Page:
Lately there has been lots of talk about a “global economy”.  Look on a label of any food or clothing or electronics and you’ll see names of countries from every continent. Some will surprise you. At the supermarket yesterday I wanted to check out what was in Heinz Barbeque Sauce. So I read the label and discovered something more.  The sauce, a required ingredient in the quintessential American Barbeque, was made in China.

Speaking of China, there were dozens of twenty-something Chinese at the Immigration Office today awaiting visas to stay long-time in Thailand. What’s that about?

But it’s not only “stuff” like Barbeque Sauce that has become global. So have many people.

Now not everyone is as mobile as the people at Immigration. Many Americans not only don’t have a passport but don’t ever move more than a few hundred miles from where they were born (Check out the very good movie Nebraska to see what these people are like.) But lots of us have broken those ties. Who knows, we may even be becoming a new species, Homo Globalis.

When I began my world-traveler journeys close to half a century ago “we, who were on the road” were all just out for the experience. I remember sitting on a curb on “Freak Street” in Katmandu watching the flow of people from all over the world, most on a cannabis high, heading towards the Himalayas. Today, maybe for reasons other than climbing mountains and “finding ourselves”, that movement continues.

Extracts from a box-labeled dataset:
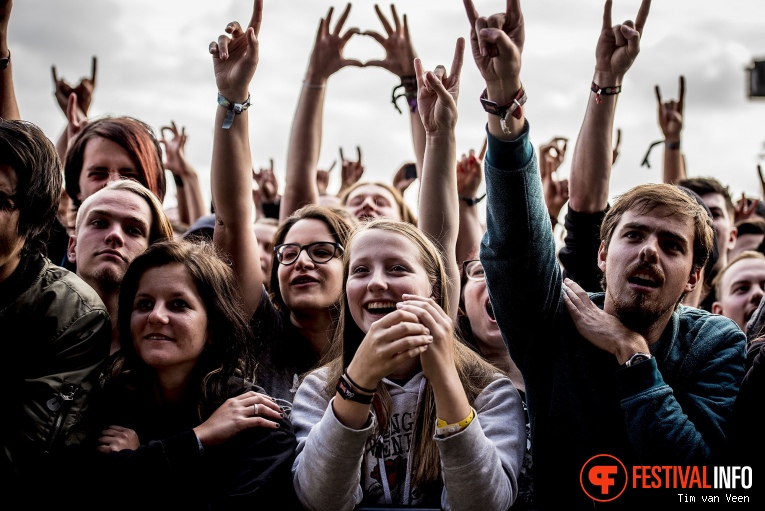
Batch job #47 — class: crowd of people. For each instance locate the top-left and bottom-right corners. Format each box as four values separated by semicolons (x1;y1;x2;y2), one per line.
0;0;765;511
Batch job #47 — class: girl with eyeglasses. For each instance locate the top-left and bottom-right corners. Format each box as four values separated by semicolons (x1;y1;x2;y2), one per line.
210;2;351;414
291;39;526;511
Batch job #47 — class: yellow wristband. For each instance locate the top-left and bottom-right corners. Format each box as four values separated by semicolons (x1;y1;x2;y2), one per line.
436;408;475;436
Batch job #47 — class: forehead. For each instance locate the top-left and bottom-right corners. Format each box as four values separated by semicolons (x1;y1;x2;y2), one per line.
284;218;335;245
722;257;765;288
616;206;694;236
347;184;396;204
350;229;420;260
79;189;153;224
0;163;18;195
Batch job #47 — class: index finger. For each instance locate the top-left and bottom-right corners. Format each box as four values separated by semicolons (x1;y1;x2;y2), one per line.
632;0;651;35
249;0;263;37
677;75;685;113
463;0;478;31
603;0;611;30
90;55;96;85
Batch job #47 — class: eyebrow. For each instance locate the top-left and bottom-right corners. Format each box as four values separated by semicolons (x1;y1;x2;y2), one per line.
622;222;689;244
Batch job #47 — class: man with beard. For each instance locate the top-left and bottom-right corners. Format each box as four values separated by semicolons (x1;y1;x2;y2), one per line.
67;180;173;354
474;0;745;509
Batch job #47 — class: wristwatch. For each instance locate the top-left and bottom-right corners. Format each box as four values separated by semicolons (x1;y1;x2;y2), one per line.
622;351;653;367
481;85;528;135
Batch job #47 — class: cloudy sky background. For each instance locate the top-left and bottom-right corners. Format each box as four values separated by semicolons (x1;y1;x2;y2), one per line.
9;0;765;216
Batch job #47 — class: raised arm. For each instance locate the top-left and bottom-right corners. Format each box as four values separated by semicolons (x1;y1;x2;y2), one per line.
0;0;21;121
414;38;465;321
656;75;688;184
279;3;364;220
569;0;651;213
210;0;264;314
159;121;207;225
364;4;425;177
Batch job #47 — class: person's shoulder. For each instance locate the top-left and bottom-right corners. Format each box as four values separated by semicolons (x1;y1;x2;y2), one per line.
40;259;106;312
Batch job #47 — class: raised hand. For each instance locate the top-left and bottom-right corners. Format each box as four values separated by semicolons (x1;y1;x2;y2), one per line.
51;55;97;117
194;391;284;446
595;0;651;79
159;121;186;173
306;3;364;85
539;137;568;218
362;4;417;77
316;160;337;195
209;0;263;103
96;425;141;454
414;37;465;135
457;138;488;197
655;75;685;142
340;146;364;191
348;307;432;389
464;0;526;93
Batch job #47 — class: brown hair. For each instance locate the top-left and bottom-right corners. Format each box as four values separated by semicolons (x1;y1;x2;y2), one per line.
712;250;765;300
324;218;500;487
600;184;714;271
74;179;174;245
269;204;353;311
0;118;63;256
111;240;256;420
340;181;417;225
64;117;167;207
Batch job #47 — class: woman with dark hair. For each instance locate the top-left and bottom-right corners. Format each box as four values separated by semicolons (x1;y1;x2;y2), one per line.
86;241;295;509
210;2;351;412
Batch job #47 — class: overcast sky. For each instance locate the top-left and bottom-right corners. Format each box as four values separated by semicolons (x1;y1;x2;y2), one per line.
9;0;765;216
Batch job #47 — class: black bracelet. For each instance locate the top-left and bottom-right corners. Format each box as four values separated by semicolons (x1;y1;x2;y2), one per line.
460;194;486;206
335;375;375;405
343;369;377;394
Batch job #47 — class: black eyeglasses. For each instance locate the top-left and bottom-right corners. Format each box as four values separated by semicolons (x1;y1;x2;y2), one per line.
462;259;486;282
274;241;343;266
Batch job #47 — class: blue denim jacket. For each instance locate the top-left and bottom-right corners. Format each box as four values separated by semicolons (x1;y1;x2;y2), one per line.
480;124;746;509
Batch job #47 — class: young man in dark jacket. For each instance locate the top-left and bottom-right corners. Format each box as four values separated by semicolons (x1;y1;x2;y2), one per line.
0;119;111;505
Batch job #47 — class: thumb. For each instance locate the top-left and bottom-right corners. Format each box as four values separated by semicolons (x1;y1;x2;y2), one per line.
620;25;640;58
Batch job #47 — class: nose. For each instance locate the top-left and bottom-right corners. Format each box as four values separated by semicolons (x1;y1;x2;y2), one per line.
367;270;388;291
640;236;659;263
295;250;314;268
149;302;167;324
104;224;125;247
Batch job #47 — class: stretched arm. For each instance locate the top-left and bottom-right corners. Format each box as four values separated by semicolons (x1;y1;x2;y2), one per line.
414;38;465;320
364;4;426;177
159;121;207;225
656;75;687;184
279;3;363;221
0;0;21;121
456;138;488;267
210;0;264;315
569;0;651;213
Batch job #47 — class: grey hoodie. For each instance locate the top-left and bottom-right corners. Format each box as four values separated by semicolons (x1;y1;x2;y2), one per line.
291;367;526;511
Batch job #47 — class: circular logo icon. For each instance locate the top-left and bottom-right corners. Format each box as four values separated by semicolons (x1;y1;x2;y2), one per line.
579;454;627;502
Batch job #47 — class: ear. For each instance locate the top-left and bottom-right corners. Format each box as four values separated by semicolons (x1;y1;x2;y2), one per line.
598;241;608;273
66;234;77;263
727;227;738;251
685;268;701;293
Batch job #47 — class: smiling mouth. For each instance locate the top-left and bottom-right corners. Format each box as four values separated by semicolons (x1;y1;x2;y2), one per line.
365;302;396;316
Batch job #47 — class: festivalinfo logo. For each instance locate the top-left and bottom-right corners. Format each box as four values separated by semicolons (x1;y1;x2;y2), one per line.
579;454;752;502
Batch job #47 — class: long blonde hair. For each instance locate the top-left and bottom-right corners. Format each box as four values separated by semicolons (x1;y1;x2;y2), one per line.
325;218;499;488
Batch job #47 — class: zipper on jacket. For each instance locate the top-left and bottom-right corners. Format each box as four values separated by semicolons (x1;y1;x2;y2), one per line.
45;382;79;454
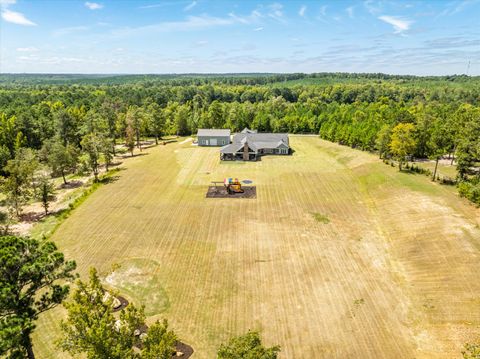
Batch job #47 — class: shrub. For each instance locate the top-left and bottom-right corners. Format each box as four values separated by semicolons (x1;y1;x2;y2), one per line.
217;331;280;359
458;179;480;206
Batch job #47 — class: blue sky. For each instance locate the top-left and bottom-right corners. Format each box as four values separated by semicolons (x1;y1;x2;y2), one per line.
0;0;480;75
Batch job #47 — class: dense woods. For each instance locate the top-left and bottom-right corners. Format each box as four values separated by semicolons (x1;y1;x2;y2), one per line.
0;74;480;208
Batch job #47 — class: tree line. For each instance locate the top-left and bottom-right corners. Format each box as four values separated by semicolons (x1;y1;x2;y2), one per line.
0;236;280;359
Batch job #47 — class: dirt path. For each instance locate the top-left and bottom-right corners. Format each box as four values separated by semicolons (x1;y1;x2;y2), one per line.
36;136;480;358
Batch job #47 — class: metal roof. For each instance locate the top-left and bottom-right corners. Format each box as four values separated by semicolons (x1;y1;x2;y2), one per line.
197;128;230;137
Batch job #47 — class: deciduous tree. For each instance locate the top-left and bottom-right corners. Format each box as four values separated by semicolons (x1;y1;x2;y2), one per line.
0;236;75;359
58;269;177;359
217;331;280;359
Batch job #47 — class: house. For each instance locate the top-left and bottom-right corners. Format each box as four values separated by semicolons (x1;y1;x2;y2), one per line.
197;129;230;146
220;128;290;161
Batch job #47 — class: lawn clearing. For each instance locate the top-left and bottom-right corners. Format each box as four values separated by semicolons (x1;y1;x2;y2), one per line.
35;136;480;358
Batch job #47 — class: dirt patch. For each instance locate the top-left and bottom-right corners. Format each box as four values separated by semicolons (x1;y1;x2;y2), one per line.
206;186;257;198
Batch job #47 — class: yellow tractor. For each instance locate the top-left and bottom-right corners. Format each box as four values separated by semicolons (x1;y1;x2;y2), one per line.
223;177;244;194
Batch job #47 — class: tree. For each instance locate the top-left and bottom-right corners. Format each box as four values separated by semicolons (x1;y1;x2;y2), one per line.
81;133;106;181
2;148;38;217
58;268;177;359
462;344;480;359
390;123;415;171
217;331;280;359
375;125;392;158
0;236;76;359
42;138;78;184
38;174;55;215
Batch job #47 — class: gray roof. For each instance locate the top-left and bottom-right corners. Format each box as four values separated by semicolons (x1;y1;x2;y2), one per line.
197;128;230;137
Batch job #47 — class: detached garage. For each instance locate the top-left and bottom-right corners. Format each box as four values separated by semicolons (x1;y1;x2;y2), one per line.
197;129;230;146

Task list:
A – Reproduce the entire passage on the global economy and world travel.
B – Copy out each line of the records containing the word "dark".

Written answers:
A –
Lately there has been lots of talk about a “global economy”.  Look on a label of any food or clothing or electronics and you’ll see names of countries from every continent. Some will surprise you. At the supermarket yesterday I wanted to check out what was in Heinz Barbeque Sauce. So I read the label and discovered something more.  The sauce, a required ingredient in the quintessential American Barbeque, was made in China.

Speaking of China, there were dozens of twenty-something Chinese at the Immigration Office today awaiting visas to stay long-time in Thailand. What’s that about?

But it’s not only “stuff” like Barbeque Sauce that has become global. So have many people.

Now not everyone is as mobile as the people at Immigration. Many Americans not only don’t have a passport but don’t ever move more than a few hundred miles from where they were born (Check out the very good movie Nebraska to see what these people are like.) But lots of us have broken those ties. Who knows, we may even be becoming a new species, Homo Globalis.

When I began my world-traveler journeys close to half a century ago “we, who were on the road” were all just out for the experience. I remember sitting on a curb on “Freak Street” in Katmandu watching the flow of people from all over the world, most on a cannabis high, heading towards the Himalayas. Today, maybe for reasons other than climbing mountains and “finding ourselves”, that movement continues.

B –
Batch job #47 — class: woman with dark hair. For each instance locate the top-left and bottom-right corners. Format each box as four values separated by semicolons (x1;y1;x2;y2), one per line.
Batch job #47 — class: young man in dark jacket. For each instance locate the top-left and bottom-right corners. Format each box as four values separated by semicolons (x1;y1;x2;y2), one per line.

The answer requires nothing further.